(Exercise prompt): Pull out the part of the passage on endothelial cells in COVID-19 starting with "Endothelial cells play" and going on through "13 and 40).", copying it word for word.
──────── Reading passage
Endothelial cells play an important role in the thromboinflammatory as well as the coagulation response. They are characterized by their ability to synthesize Weibel–Palade bodies (WPB), specialized storage vesicles containing von Willebrand Factor, P‐selectin, Angiopoetin‐2, and chemokines implicated in these responses. In the context of SARS‐Cov‐2 infection, modified thrombotic and coagulation responses have been extensively reported (Reviewed in 13 and 40).

1.3. Cytokine profiles and endothelial cells in SARS‐CoV‐2 infected patients

Severely flawed type I IFN responses have been recently linked to high blood viral load in patients with severe and critical COVID‐19 versus mild to moderate disease. 41 A further study of a cohort of 63 patients with COVID‐19 reported the association between circulating IP10 levels and different degrees of disease severity as well as the ability of IP10 measures to discriminate severe from moderate and moderate from low levels of illness. This association between IP10 and disease severity was also reported in an early study of a COVID‐19 patient cohort in China. 42 IP10 levels also correlated with IL‐6 and IL‐10, however neither IL‐6 nor IL‐10, selectively associated with different degrees of disease severity. Thus, the flawed IFN type 1 response correlated with an excessive NF‐kB driven inflammatory response associated with heightened TNFα and IL‐6 levels. The high serum levels of IL‐6 and TNFα measured upon admission to hospital have been validated as predictors of disease severity and death independently of demographics, range of comorbidities, hypoxia and common laboratory inflammation markers. 43 Interestingly, this study examined both protein and transcriptional levels of IL‐6 in peripheral blood, IL‐6 protein was hugely elevated, but this increase was not reproduced at the transcriptional level. IL‐6 inducible genes were also highly increased (IL‐6R, STAT‐3). The authors pointed out that the discrepancy between RNA and protein levels may be due to IL‐6 and TNFα originating from non‐circulating cells such as endothelial cells. 41 The concentration of IL‐6 in blood did not correspond with the expression level in monocytes. 44

IL‐6 has been repeatedly associated with the COVID‐19‐associated cytokine storm with highly elevated circulating levels detected by different laboratories. Endothelial cells in the steady state secrete IL‐6 and this is a recurrent response of EC to activating stimuli; constitutive IL‐6 production by endothelial cells is increased under inflammatory conditions,

by interaction with non‐HLA matched PBMC, by antibody binding 45 and by TLR mediated activation. 36 , 46 Secretion of IL‐6 is amplified following EC activation in vitro and in vivo in models of organ transplantation. 28 , 29 Up‐regulation of IL‐6 and chemokines implicated in the recruitment of neutrophils, monocytes, T lymphocytes and natural killer cells were reported in serum samples from patients as well as increased chemokine gene expression in post‐mortem lung biopsy material. 32 This indicates that SARS‐CoV‐2 infection activates existing mechanisms of cellular recruitment within tissues. Increased CCL2 was associated with low numbers of circulating inflammatory monocytes in infected patients. 41 Since it has been reported that CCL2 production by EC is downstream of IL‐6 signaling 47 , 48 the observation that treatments with an anti‐IL‐6R monoclonal antibody are effective in COVID‐19 infected patients may be a result of the disruption of inflammatory mechanisms activated by IL‐6. 49 , 50 Microvascular EC also secrete RANTES and this is further increased by endothelial activation, 35 leukocyte recruitment by RANTES may contribute to their localization at particular sites of endothelial activation (resumed in Figure 1). Finally, in an IL‐6‐rich inflammatory setting, EC differentiation of pro‐inflammatory CD4 T subsets (Th17 and Th1) is promoted in vivo and in vitro whereas inhibition of IL‐6 interaction with the IL‐6R by an anti‐IL‐6R monoclonal antibody inhibited Th17 differentiation and biased HLA‐DR dependent CD4+ differentiation towards a CD54‐dependent Treg expansion. 28 , 29 The level of IL‐6 production may control whether the environment is more permissive to Treg or to pro‐inflammatory T‐CD4+ differentiation by the endothelial cell (see Figure 1).
────────────────
──────── Record set
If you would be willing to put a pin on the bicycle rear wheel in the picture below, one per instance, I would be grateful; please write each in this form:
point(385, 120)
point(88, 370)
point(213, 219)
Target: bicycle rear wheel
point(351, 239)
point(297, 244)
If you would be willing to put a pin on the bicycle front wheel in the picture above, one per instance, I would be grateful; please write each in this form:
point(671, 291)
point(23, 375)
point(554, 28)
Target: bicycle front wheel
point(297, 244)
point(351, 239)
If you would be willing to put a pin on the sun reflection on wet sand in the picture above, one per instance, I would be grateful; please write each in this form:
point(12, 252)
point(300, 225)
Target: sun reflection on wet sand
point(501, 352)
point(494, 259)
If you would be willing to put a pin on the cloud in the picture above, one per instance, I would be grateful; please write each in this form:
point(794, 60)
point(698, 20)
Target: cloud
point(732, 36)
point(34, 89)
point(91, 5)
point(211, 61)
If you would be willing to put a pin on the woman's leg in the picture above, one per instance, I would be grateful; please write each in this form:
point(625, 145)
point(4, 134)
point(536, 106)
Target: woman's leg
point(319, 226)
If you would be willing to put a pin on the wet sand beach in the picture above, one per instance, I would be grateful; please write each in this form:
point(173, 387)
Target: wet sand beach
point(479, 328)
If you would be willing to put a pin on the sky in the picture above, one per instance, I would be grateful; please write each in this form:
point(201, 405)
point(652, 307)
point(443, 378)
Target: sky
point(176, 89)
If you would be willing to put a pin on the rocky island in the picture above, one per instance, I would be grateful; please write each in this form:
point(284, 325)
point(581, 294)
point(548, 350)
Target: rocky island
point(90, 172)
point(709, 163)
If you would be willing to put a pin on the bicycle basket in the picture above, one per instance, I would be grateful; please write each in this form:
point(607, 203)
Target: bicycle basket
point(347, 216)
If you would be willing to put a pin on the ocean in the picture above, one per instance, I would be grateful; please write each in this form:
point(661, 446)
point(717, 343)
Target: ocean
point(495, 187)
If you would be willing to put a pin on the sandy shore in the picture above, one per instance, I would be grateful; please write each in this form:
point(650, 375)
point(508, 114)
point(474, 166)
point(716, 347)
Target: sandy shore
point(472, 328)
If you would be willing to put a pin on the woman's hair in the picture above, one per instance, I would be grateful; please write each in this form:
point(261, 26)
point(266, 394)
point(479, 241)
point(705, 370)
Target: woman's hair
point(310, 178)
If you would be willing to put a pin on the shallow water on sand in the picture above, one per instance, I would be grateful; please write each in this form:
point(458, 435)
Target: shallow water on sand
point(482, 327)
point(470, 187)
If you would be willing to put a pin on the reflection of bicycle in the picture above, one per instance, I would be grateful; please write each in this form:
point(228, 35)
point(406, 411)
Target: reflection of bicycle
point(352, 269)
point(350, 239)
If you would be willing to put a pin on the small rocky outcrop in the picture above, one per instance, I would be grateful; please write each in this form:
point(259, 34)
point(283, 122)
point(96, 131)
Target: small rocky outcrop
────────────────
(Response for this exercise):
Endothelial cells play an important role in the thromboinflammatory as well as the coagulation response. They are characterized by their ability to synthesize Weibel–Palade bodies (WPB), specialized storage vesicles containing von Willebrand Factor, P‐selectin, Angiopoetin‐2, and chemokines implicated in these responses. In the context of SARS‐Cov‐2 infection, modified thrombotic and coagulation responses have been extensively reported (Reviewed in 13 and 40).